Work to be completed - All entries are to be copied exactly, with pictures removed.

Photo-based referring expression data
BEGIN

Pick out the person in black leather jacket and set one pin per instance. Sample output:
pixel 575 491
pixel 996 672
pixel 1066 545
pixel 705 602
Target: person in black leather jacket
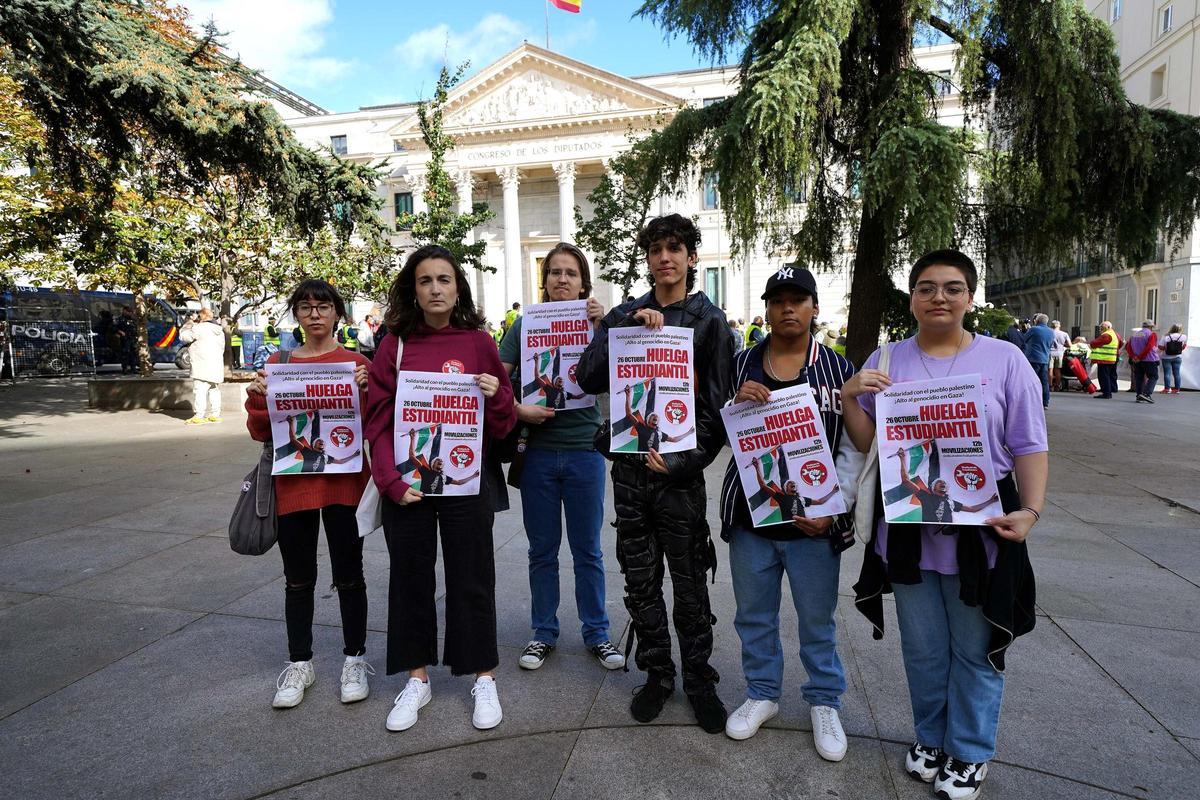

END

Result of the task -
Pick out the person in black leather jacket and set one pin per instance. Sample output:
pixel 575 491
pixel 996 672
pixel 1066 545
pixel 705 602
Target: person in black leather jacket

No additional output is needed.